**Problem 1**:
In the mortgage Q&A, which credit score do lenders generally use for co-buyers?
**Problem 2**:
In the mortgage Q&A, rewrite the part that opens with the words containing "You’ll want a" and closes with "paperwork than without.", swapping "formal ownership agreement" for "written ownership contract".

Question: My boyfriend and I would like to buy a small house. Will lenders have extra requirements for us because we’re not married?
Answer: According to the Consumer Financial Protection Bureau (CFPB), “shopping for a mortgage with someone else is the same regardless of whether you and the other person are married, registered domestic partners, unmarried partners, or just friends.
“Lenders cannot discriminate against you based on your marital status. However, there are different things to consider depending on who you are getting a mortgage with — particularly when it comes to the real estate title and the tax implications.”
While lenders cannot discriminate, they do have rules they can apply to joint borrowers. For example, they will generally use the lowest credit score between the co-buyers. They will also combine the incomes of all buyers when evaluating the application.
The real issues unmarried co-buyers are likely to face involve those “title and tax” concerns mentioned by the CFPB.
For instance, how much of the property is owned by each party? How will tax deductions for mortgage interest and property taxes be divided? What are the obligations of each party if you split up? If the downpayment is a gift for one co-borrower who gets the money if you break up?
These generally won’t be your favorite questions to ask with your boyfriend or girlfriend, but they’re important to know.
In the lender’s eyes you will be mortgage co-signers. That means each of you has a 100 percent obligation to repay the mortgage. One of you loses a job? Doesn’t matter, the payment must be made. One of you moves out? Still doesn’t matter.
If the payment isn’t made, both credit reports will get dinged.
If one of you is supposed to pay the mortgage and the payment isn’t made, both of you are responsible for the debt. For example, if you borrow $200,000, you are each responsible for the full repayment of the $200,000 and not some lesser amount.
“Keep in mind,” says the CFPB, “that property, marriage, and inheritance laws differ widely from state to state. Your rights and responsibilities also change depending on how the property is owned and titled.
“Not all states offer all kinds of titles or define them in the same way. Depending on the state, some types of titles may have different implications based on whether you are married or not. Some states, known as ‘community property states,’ have special rules for married couples.”
You and your co-buyer are best served by first consulting with a local real estate attorney or legal clinic before buying a home or searching for a mortgage.
You’ll want a formal ownership agreement which details how the title will be held and the ownership percentage of each party, among other things.
In addition, both parties should have a will and such other paperwork as you may need to assign property ownership in the event of a death or if someone cannot express their preferences.
Is this fun stuff? No, but if there is a dispute or other problem it will be a lot cheaper, faster, and easier to resolve problems with proper paperwork than without.

**Dataset content**:
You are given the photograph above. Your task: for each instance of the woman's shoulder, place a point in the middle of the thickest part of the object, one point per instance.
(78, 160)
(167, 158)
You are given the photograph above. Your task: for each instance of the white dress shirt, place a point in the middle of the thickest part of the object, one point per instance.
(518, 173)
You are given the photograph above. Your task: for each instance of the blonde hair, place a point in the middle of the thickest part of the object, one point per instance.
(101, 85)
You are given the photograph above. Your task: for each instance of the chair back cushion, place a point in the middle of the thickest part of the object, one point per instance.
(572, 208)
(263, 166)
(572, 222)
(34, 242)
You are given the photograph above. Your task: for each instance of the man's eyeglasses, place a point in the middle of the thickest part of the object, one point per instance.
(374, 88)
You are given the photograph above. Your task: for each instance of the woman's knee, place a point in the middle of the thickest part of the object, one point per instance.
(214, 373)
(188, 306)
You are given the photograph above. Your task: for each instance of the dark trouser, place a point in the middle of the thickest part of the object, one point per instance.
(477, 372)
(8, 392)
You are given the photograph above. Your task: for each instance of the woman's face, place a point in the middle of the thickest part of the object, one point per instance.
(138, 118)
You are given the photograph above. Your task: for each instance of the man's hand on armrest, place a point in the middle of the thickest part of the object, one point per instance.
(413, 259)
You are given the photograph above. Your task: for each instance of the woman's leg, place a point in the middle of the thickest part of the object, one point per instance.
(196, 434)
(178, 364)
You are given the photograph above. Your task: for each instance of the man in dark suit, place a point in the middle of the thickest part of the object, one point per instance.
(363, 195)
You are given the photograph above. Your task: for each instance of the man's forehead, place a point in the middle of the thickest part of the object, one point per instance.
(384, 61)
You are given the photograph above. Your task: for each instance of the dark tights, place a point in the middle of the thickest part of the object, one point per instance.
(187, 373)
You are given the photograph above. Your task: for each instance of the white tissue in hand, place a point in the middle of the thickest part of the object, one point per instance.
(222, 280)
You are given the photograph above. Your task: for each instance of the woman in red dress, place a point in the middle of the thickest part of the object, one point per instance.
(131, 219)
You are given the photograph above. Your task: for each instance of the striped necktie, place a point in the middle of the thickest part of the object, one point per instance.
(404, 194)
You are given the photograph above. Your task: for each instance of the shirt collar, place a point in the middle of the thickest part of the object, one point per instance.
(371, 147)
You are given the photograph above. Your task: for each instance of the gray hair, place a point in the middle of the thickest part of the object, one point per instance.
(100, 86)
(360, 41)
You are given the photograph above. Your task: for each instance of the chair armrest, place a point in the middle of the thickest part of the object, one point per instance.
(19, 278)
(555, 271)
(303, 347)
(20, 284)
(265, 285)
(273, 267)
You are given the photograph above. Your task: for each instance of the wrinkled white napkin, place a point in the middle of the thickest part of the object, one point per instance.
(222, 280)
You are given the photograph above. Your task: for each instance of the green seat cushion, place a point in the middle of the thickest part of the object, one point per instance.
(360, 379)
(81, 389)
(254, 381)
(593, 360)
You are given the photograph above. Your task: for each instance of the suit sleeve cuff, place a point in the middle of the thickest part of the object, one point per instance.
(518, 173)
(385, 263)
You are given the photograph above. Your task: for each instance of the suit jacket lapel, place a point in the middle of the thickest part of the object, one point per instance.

**Final answer 1**:
The lowest credit score between the co-buyers.

**Final answer 2**:
You’ll want a written ownership contract which details how the title will be held and the ownership percentage of each party, among other things.
In addition, both parties should have a will and such other paperwork as you may need to assign property ownership in the event of a death or if someone cannot express their preferences.
Is this fun stuff? No, but if there is a dispute or other problem it will be a lot cheaper, faster, and easier to resolve problems with proper paperwork than without.